Kutipan Dokumen —
Terbersit dari dua dorongan sang kakek dan buku dari seorang tokoh dunia tersebut, Winasa terbakar oleh kobaran api semangat untuk memulai menekuni dunia patung dengan khas gaya ukiran klasik ala Bali pada tahun 1978.
Menariknya, Pria kelahiran 1962 ini memulai kiprahnya dalam seni patung ini sejak dirinya masih sekolah duduk di bangku SMP. Kendati, tidak mengenyam pendidikan formal dibidang seni, namun berbekal belajar secara otodidak ia mampu melahirkan karya yang ikonik dan berkarakter.
Seiring berjalannnya waktu, dengan berkembangna pariwisata di Pulau Dewata ini, karya pria kalem ini mulai dilirik oleh pasar, baik pasar lokal, domestik, hingga mancanegara.
“ Karya patung yang saya hasilkan sudah menembus pasar Amerika, Jepang, China, Eropa,” cetus Winasa kalem.
Kepada balipuspanews.com, Minggu (24/01/2021), Winasa mengaku, karya yang ia kerjakan dengan karyawannya mampu terjual hingga ratusan patung per bulan dan aneka jenis bentuk dan ukuran.
Dia pun tidak mematok dengan harga yang tinggi untuk sebuah karyanya. Ia menyesuaikan dengan budget yang dimiliki pembeli sehingga kendati memiliki uang yang relatif kecil bisa membawa pulang karya Winasa sebagai pajangan.
“ Karya yang ada disini saya banderol mulai harga terendah mulai 100 ribu hingga 4 juta. Ukuran dan kerumitan mempengaruhi tingginya harga patung,” jelasnya.

Soal Latihan —
1/ Berdasarkan kutipan tentang pematung Winasa, berapa kisaran harga patung yang dibanderol di tempatnya?
2/ Tulislah lanjutan kutipan tentang pematung Winasa, dimulai setelah kalimat terakhirnya.

Informasi Sumber —
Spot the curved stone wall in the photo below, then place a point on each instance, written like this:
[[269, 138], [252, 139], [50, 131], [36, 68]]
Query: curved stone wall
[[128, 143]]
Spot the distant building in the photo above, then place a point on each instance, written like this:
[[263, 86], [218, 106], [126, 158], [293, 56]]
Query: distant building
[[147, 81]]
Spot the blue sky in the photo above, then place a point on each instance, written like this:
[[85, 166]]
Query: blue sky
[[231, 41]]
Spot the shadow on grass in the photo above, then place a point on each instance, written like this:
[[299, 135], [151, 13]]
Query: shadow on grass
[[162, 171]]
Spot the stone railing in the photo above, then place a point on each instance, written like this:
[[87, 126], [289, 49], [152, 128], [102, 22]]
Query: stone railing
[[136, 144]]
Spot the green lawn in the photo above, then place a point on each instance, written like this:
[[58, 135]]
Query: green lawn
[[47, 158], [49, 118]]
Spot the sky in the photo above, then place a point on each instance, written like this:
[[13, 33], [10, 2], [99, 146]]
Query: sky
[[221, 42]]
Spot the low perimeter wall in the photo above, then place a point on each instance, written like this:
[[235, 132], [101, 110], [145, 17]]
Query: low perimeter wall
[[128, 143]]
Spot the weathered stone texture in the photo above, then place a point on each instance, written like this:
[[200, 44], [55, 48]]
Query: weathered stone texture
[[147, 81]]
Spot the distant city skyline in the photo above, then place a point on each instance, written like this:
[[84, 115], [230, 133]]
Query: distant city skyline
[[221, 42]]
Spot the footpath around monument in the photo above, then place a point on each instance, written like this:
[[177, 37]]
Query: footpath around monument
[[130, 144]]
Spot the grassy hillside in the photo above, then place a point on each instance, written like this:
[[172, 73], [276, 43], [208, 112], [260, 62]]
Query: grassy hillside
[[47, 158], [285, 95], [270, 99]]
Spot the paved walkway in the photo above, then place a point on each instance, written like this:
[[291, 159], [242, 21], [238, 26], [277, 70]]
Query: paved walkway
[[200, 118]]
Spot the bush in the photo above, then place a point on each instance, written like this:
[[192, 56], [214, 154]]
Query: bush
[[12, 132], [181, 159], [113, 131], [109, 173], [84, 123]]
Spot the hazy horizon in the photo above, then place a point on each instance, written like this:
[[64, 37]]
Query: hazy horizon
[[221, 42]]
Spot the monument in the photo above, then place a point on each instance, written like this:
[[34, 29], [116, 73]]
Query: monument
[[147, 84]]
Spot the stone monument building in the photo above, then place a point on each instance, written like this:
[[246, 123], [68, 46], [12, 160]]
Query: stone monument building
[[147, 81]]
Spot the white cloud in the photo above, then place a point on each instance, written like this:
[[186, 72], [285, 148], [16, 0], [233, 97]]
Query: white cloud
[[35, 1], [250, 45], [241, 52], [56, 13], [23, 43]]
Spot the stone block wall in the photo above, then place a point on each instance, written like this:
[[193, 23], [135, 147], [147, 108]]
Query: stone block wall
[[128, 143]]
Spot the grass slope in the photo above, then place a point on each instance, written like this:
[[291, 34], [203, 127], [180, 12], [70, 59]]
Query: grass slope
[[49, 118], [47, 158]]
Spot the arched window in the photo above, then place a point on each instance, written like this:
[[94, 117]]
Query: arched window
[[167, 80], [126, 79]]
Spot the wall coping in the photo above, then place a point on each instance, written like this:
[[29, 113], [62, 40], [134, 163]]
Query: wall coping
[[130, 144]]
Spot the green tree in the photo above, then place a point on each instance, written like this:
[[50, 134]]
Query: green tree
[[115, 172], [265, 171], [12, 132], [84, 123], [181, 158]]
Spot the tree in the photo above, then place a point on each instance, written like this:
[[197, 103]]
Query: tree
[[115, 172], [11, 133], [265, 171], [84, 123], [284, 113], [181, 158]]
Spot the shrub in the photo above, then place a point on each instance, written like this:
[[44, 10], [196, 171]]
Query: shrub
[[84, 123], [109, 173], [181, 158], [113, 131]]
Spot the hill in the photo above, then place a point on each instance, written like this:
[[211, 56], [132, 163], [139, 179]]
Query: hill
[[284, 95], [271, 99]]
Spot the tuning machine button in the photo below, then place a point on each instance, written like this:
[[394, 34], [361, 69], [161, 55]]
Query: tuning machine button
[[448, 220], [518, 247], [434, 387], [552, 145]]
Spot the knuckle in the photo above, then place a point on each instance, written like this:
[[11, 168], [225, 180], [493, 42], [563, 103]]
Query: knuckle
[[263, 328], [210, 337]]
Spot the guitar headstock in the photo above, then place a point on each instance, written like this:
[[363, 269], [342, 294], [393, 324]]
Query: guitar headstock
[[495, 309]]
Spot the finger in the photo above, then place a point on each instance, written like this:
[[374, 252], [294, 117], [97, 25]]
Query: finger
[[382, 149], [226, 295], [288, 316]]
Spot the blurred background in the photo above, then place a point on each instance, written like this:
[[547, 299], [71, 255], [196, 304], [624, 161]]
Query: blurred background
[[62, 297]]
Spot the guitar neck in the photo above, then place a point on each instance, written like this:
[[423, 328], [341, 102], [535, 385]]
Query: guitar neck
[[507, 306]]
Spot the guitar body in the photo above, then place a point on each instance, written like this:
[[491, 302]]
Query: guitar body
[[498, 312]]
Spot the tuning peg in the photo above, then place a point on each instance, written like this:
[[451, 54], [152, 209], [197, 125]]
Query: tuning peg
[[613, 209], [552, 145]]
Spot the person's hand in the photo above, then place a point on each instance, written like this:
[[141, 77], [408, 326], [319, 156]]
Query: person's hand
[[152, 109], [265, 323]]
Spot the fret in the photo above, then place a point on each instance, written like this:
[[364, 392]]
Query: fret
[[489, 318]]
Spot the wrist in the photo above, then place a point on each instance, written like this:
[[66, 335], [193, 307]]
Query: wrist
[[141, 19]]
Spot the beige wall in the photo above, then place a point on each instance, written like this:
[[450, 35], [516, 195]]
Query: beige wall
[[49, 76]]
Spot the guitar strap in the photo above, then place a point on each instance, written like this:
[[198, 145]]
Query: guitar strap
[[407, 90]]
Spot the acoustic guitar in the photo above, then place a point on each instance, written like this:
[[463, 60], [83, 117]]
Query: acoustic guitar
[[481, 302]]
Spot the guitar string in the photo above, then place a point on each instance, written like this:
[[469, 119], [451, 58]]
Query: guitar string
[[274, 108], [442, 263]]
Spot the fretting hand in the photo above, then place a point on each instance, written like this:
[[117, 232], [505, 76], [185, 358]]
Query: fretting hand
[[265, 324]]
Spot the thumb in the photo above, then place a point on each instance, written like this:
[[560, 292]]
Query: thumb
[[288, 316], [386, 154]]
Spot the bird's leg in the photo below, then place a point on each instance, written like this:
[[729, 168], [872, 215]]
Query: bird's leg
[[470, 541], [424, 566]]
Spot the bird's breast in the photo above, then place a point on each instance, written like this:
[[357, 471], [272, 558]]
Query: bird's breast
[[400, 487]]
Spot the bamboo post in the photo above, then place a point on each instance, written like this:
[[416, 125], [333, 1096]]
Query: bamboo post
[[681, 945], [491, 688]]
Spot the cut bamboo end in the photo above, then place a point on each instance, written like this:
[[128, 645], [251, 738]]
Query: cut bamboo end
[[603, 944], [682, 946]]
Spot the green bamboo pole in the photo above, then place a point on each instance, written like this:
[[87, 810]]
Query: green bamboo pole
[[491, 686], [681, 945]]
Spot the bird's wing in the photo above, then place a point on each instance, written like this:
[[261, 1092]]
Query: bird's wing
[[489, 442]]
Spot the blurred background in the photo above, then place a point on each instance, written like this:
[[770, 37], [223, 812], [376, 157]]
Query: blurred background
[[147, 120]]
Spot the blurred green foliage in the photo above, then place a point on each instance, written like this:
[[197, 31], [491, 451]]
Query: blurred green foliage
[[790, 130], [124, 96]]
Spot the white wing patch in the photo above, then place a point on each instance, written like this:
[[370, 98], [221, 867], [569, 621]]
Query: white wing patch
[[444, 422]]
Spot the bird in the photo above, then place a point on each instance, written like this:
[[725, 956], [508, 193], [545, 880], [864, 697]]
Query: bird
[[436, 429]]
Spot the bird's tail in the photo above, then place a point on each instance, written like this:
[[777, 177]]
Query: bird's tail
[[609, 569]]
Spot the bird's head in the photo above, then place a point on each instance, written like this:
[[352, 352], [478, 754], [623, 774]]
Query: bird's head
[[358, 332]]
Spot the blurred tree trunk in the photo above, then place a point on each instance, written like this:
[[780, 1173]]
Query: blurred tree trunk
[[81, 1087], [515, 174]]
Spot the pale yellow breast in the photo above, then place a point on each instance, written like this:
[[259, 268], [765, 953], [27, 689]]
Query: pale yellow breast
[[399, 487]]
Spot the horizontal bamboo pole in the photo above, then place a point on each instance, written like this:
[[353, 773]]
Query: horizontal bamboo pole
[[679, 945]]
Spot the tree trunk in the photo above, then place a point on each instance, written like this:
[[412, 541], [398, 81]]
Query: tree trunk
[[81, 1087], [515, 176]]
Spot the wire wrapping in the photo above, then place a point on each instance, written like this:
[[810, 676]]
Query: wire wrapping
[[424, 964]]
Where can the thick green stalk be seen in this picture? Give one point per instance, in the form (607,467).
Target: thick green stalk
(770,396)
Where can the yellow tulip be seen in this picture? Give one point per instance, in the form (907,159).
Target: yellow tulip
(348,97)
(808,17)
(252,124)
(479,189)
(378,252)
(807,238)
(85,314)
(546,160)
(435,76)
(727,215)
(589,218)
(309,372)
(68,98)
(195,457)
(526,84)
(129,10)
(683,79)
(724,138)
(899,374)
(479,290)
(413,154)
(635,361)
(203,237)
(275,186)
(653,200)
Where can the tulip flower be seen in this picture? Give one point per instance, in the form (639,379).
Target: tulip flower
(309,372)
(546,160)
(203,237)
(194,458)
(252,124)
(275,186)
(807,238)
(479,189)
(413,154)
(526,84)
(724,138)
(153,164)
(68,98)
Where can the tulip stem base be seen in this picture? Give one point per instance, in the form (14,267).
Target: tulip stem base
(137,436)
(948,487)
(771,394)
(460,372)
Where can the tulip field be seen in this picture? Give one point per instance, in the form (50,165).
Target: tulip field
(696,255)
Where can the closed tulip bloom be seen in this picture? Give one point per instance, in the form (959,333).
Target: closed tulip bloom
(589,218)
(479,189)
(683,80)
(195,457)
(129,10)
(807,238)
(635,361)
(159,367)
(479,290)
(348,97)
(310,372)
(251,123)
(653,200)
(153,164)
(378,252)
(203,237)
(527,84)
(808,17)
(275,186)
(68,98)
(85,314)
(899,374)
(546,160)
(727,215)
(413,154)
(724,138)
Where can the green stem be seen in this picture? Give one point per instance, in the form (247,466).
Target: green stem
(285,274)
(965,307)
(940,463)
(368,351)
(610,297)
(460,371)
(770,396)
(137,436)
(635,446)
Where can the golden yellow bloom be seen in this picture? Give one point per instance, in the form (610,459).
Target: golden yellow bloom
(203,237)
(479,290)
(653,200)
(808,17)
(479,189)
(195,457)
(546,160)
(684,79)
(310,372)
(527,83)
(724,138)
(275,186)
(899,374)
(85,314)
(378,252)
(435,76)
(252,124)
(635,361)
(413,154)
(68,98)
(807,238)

Jawaban Tiap Soal —
1/ Mulai dari 100 ribu hingga 4 juta.

2/
Tak terhitung berapa jenis produk yang ia lahirkan, kisaran seratus lebih aneka patung dan pot hias yang dilahirkan tersebar di seantero dunia yang menghiasi sudut ruangan hingga jantung kota pernah dipercayakan terhadap dirinya.
Tak hanya patung dan pot, sebuah pelinggih juga ia garap dengan karya khas seorang Winasa dengan ukiran klasik tidak terlepas dari pakem ukiran Bali yang ada.
“ Untuk patung yang laku dipasaran dan banyak peminatnya yaitu patung leko, oleg, beayut. Sedangkan untuk pot dengan hiasan motif lotus sangat digemari pembeli. Sementara untuk pelinggih dengan dua motif yaitu Padma dan Tugun Karang,” bebernya.
Bagaiman kondisi produksi hingga penjualan saat Covid-19 ini?
Kata Winasa, tentu dampaknya sangat terasa sekali. Namun, ia tetap berproduksi untuk barang stok dan menciptakan karya dengan kwalitas tinggi. Kesempatan ini dijadikan untuk menambah koleksi dan melahirkan karya-karya anyar untuk dipasarkan nanti setelah wabah global ini usai.
“ Kendala pasti ada. Untuk modal, kami sudah mulai ngos-ngosan. Kalau tidak berproduksi kasihan karyawan tidak ada kerjaan. Pandemi ini sangat mengajarkan kita untuk hidup sederhana, pandemi mengajarkan kita untuk pintar mengelola keuangan,” katanya.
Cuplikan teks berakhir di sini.